# Track Wiring for Dummies



## Martin (Mar 4, 2016)

Now that i am getting an education on the ZW thread I have a few perhaps dumb questions on wiring the track part of my layout.

It is an "L" shaped layout going perhaps 15 feet in each direction and 42 inches wide. On one half of the layout is an internal loop thats basically is a modified figure 8. I have one passing and one siding so far plus a siding for the coal ramp.

I have considered 3 options. 

The first option is going from my ZW to the track and daisy chain lockons all around the exterior loop which would be 40 to 50 feet.
My question here is that if the first lock on is also grounded do I need to go 1 to 1 to 1 and 2 to 2 to 2. Can I do 1 and 2 on the first lockon only and since the track will be grounded at this point then proceed 1 to 1 to 1 to 1 and so forth with the lockons.
Secondly do I need to complete the daisy chain from end to end.

Second option is to spray lockons in each region of the layout. Again if the first lock on is grounded then do I have to do 1 and 2 on each lock on

Thirdly would be to solder wires to the center rail in different regions of the layout as well as for the insulated sidings and passing. Again what about grounds where I have soldered wiring to the center rail? I know on the insulated sections between the fiber pins I will need power to the center rail and a ground.

Finally I was gonna run my power and common out of "A" or "D" and then use them as feeders to a set of 16 Acme Spring clips and then power and ground out to the track

I hope I am making sense. Thanks so much!


----------



## ErnestHouse (Sep 6, 2015)

Terminology-wise, let's call each section of track where you "spray" a lock-on a "block". 

My 2 cents:
On a ZW, the A B C D commons are tied together. So you can use one of them as the common for all your blocks.

If I understand your first option, you would only ground the first lock-on and run HOT to the center rail terminal of each lock-on. That could make debugging difficult as it depends on keeping the track in tact all the way from a problem section to the grounded lock-on. More so, the circuit still has to travel down the common rails to the distant lock-on that's grounded. I would think it diminishes the power in each block versus an approach which has common running to each lock-on.


----------



## L0stS0ul (Feb 6, 2015)

I use paired speaker wire for my drops and I always connect hot and ground and isolate each section. Lockons work but for a permanant layout soldered looks better and has less resistance. I use dcs so wire in the star pattern. Are you planning to use command?

Your first option sounds like a bus wiring. Lionel has a good tutorial on that

https://lionelllc.wordpress.com/projects-and-tips/wiring-your-layout/bus-wires/


----------



## Lynn D Bennett (Jul 27, 2013)

▸ WHAT IS REQUIRED:
Rewrite the track wiring thread from the words "Your first option sounds" through the words "(Jul 27, 2013)", replacing "tutorial" with "guide". The data that follows is not needed for the task.

▸ RECORDS SUPPLIED:
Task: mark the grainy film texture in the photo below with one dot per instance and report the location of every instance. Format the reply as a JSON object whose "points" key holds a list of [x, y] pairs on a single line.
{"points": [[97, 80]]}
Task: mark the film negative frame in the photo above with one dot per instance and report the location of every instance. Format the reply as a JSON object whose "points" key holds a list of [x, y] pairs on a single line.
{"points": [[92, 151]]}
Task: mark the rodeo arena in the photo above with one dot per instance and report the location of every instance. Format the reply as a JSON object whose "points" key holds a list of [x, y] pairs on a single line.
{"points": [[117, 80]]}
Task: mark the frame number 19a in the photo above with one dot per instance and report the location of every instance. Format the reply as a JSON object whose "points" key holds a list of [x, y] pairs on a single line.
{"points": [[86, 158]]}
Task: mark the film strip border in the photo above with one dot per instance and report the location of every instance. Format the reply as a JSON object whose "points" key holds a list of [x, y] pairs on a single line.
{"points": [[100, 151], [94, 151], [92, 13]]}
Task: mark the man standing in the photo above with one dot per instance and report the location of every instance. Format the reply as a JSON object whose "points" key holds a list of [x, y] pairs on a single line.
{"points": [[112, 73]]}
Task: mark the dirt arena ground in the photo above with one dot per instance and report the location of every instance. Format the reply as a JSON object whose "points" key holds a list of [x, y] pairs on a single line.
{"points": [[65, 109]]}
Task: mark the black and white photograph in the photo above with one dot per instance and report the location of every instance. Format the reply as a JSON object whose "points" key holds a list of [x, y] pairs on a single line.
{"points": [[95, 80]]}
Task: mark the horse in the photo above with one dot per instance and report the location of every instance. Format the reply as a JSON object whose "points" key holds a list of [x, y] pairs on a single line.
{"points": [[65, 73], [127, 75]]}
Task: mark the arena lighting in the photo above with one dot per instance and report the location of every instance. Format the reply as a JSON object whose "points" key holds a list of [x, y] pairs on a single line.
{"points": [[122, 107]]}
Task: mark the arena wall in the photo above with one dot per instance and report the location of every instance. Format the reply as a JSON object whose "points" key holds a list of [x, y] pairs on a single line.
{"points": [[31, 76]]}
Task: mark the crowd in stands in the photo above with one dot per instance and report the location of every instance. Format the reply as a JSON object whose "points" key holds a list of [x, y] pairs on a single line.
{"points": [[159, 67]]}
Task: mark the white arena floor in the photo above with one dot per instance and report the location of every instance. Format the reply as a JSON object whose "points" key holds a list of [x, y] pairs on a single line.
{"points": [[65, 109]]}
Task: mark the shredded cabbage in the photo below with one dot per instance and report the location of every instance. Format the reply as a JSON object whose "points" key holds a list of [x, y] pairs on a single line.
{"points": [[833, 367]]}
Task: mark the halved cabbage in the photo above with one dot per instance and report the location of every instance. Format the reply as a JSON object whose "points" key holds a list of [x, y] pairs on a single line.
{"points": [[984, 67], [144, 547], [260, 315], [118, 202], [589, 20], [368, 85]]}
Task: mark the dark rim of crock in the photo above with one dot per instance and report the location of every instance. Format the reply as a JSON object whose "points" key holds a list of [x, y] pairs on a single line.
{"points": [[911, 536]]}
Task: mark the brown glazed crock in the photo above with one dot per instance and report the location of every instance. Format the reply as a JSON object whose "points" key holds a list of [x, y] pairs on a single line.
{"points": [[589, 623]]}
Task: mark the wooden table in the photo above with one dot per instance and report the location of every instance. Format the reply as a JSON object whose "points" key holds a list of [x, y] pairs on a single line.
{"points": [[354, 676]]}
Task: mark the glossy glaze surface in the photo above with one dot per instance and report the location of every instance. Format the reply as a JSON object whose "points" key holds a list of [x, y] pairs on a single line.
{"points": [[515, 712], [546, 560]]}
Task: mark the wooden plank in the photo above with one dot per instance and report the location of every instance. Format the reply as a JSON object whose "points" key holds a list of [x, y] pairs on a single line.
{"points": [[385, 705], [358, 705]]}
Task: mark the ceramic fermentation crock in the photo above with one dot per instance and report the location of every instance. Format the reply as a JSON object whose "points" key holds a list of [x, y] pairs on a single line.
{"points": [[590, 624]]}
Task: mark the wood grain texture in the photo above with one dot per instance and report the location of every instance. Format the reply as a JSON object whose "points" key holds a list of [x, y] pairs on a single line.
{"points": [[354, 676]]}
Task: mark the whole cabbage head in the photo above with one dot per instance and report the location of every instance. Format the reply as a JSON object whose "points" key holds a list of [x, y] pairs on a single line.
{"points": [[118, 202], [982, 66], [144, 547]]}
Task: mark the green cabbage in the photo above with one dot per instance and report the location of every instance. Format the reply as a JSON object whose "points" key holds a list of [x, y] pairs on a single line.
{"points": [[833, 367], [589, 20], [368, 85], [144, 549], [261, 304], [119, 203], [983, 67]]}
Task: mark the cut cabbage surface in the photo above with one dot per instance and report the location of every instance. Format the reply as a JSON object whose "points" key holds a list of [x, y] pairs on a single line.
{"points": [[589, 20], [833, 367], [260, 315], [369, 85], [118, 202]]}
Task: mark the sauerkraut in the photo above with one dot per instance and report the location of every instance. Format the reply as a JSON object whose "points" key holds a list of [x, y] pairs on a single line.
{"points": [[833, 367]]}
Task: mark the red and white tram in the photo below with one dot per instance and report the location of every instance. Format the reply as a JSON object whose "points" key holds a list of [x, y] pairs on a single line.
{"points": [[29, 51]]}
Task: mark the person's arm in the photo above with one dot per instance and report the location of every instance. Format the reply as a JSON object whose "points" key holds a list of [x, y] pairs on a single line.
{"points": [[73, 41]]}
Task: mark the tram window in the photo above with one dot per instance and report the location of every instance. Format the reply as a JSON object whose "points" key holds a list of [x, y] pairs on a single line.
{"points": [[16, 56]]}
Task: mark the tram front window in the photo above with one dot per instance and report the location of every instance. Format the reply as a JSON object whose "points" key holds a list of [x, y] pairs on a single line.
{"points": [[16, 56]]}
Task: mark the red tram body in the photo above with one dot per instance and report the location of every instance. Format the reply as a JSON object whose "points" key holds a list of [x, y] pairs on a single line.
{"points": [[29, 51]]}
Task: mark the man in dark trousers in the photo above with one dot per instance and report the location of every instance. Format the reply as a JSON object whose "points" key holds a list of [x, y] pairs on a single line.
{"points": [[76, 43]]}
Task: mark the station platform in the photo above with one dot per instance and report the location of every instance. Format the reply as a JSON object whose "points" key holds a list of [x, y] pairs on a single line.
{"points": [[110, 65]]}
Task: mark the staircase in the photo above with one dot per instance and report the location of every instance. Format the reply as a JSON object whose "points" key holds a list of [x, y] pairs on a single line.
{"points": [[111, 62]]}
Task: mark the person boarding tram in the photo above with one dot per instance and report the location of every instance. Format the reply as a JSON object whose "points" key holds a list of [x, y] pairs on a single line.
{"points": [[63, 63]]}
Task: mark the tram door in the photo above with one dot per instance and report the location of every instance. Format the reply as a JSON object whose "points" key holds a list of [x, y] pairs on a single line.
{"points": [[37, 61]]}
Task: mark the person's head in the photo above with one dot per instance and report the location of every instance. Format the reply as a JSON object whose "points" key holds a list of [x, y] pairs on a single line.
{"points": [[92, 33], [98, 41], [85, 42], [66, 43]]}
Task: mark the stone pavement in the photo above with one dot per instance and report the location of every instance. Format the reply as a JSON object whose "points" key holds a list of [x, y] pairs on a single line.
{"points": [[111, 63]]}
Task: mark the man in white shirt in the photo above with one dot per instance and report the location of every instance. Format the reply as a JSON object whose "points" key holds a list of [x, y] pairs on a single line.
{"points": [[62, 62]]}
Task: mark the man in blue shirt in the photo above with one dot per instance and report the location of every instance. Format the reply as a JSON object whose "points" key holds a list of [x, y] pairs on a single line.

▸ SOLUTION FOR THIS EXERCISE:
Your first option sounds like a bus wiring. Lionel has a good guide on that

https://lionelllc.wordpress.com/projects-and-tips/wiring-your-layout/bus-wires/


----------



## Lynn D Bennett (Jul 27, 2013)